__GIVEN REQUEST__
Please say whether each statement agrees with the passage on population and food below, answering yes or no and quoting the words that decide it: 1. Food becomes cheaper as the population grows. 2. The districts most recently brought into cultivation are the least fertile. 3. In modern times, famine among civilized nations comes from a deficient supply of food.

* begin SUPPLIED TEXT *

It is unnecessary at present to examine this reasoning in detail, in order either to point out flaws in the argument, or to show that its results do not harmonize with those of observation and experience. The whole theory rests upon a few

premises, which have already been examined and shown to be mere assumptions, paradoxical in appearance, and having no foundation in fact. It is not true, that the increase of the population tends to outrun the supply of food, or that it compels us to have recourse to inferior soils, or that it necessarily increases the competition of laborers for employment. Food does not become dearer, but is cheapened, by the growth of the population; the districts which are most recently brought into cultivation are not the least fertile, but are often more productive than those which have been peopled and tilled for centuries; and the capital which is applied to them generally yields a larger return than that which is employed in the old settlements. It is not even necessary, as the people increase in numbers, to send to a greater distance for food; but emigration distributes the people, and commerce distributes the food, where both are most needed, the combined result being that each generation is more fully supplied with the means of subsistence than its predecessor. The only inequality to be feared is that which is sometimes caused by human institutions, in the distribution of property; and the only famine which is possible in modern times, and among civilized nations, is produced by poverty, and not by a deficient supply of food.

* end SUPPLIED TEXT *
* begin EXCERPTED RECORDS *

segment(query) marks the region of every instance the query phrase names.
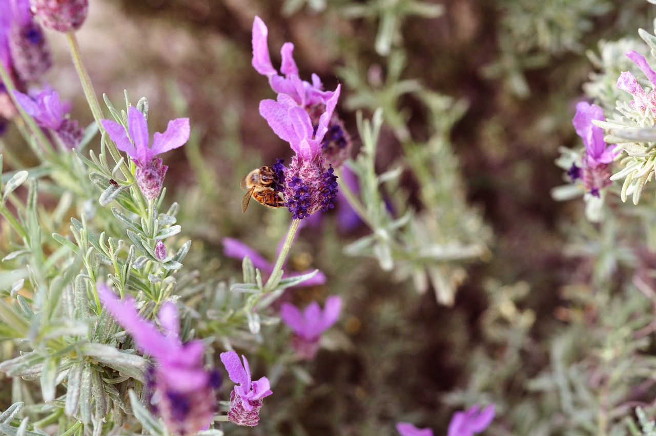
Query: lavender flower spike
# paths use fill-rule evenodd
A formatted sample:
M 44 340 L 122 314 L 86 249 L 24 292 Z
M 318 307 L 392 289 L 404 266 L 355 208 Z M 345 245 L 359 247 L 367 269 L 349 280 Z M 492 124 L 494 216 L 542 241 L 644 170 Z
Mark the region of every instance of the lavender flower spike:
M 84 131 L 77 126 L 77 121 L 64 116 L 64 105 L 57 91 L 42 91 L 33 99 L 18 91 L 14 91 L 14 96 L 37 124 L 54 131 L 66 147 L 74 148 L 79 144 Z
M 299 356 L 308 360 L 314 359 L 319 349 L 321 333 L 337 322 L 342 311 L 342 299 L 333 295 L 326 299 L 323 311 L 312 301 L 302 313 L 289 303 L 280 307 L 280 318 L 294 332 L 292 346 Z
M 159 323 L 167 331 L 164 333 L 141 318 L 131 298 L 118 299 L 102 283 L 97 288 L 103 308 L 132 336 L 139 350 L 159 362 L 149 383 L 159 393 L 156 408 L 167 427 L 183 435 L 207 429 L 214 415 L 215 390 L 221 383 L 220 376 L 203 368 L 201 341 L 180 341 L 175 305 L 165 303 L 159 309 Z
M 397 422 L 396 431 L 401 436 L 433 436 L 430 428 L 418 428 L 409 422 Z
M 271 391 L 269 379 L 262 377 L 259 380 L 251 380 L 251 368 L 245 356 L 243 364 L 234 351 L 220 354 L 221 362 L 228 371 L 230 380 L 239 385 L 230 393 L 230 409 L 228 420 L 238 425 L 255 427 L 260 420 L 260 409 L 262 399 L 268 397 Z
M 150 146 L 146 118 L 134 106 L 128 108 L 127 132 L 115 121 L 101 120 L 100 123 L 119 150 L 127 153 L 134 162 L 136 183 L 144 195 L 150 200 L 156 198 L 161 192 L 169 167 L 162 165 L 161 158 L 155 156 L 184 145 L 189 140 L 189 118 L 169 121 L 166 131 L 155 133 Z
M 271 88 L 278 94 L 285 94 L 302 106 L 308 107 L 318 103 L 325 104 L 333 96 L 333 92 L 323 91 L 319 76 L 312 74 L 312 83 L 302 81 L 298 76 L 298 68 L 292 54 L 294 45 L 285 43 L 280 51 L 282 64 L 280 72 L 282 77 L 271 63 L 268 45 L 268 29 L 262 19 L 256 16 L 253 22 L 253 60 L 255 70 L 269 79 Z
M 494 404 L 480 412 L 479 408 L 478 405 L 474 405 L 464 412 L 453 414 L 447 436 L 473 436 L 487 428 L 494 419 Z

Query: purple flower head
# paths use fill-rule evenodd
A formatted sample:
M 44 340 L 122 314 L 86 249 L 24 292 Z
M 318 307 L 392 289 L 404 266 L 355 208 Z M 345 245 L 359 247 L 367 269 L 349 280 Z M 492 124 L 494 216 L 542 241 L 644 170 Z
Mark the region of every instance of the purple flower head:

* end EXCERPTED RECORDS *

__RESULT OF THIS TASK__
1. Yes: "Food does not become dearer, but is cheapened, by the growth of the population"
2. No: "the districts which are most recently brought into cultivation are not the least fertile, but are often more productive than those which have been peopled and tilled for centuries"
3. No: "the only famine which is possible in modern times, and among civilized nations, is produced by poverty, and not by a deficient supply of food"